* BEGIN Record extracts *

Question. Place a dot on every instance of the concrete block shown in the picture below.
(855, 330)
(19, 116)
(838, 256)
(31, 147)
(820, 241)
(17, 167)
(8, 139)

* END Record extracts *

*Task statement*: Can you lay out every line of the items above as a numbered list, omitting any blank lines?

*Result below*:
1. Question. Place a dot on every instance of the concrete block shown in the picture below.
2. (855, 330)
3. (19, 116)
4. (838, 256)
5. (31, 147)
6. (820, 241)
7. (17, 167)
8. (8, 139)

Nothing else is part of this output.